▸ **本文**:
○ ○ ○ ○
失意を超えて一気読みした「力道山未亡人」〜大正大学の図書館にて、村上春樹と共に
内容は書きたくないが、大失敗をやらかし失意の中、なぜか大正大学でランチを取った私は、同大学の図書館に向かった。
1階の一部が吹き抜けになった、良い雰囲気の図書館で、学生以外にも開放しているスペースがある。2階に上がると、開架式の書棚が並び、仏教系の大学だけあり、関連の書籍が目立つ。
ふと目に止まったのが「文学界」の8月号。表紙に、“トーク 村上春樹「音楽とデザインの幸福なコラボレーション」“と印刷されている。私は「文学界」を手に、窓際に並ぶ座席に腰を下ろした。
村上春樹は今年の2月に「デビッド・ストーン・マーティン(以下DST)の素晴らしい世界」(文藝春秋)という本を上梓、DSTがデザインしたジャズ・レコードを紹介した。カラー印刷の素敵な一冊で、私も楽しんでいる。
「文学界」掲載の“トーク“は、同書の刊行を記念して、早稲田大学村上記念ライブラリーで開催された、村上春樹x村井康治(ジャズ評論家)の対談を再録している。DSTデザインのレコードから曲をかけながらのトークで、かけた曲のプレイリスト(Spotify)まで掲載されていた。
これを一読した後、iPadを引っ張り出し、取り掛かったのが細田昌志著「力道山夫人」(小学館)。各所で話題になっており、ようやく読むことができた。
作家の細田昌志は、2021年「沢村忠を飛ばせた男」(新潮社)で、プロモーター野口修を描き、私も早速に読んで感銘を受けた。その彼が次に取り上げたのが、力道山の未亡人である。
力道山が赤坂の「ラテン・クォーター」で刺され、結果逝去したのが1963年12月。私は2歳なので知るよしもないが、その後のプロレス関連の書籍やテレビ番組で、力道山の功績とともにある程度は学んだ。
○ ○ ○ ○
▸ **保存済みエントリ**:
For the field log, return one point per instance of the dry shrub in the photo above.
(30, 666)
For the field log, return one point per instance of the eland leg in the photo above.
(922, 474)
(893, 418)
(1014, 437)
○ ○ ○ ○
▸ **課題**: 本文によると、力道山が刺されたのはどこですか。

▸ **解答**: 赤坂の「ラテン・クォーター」です。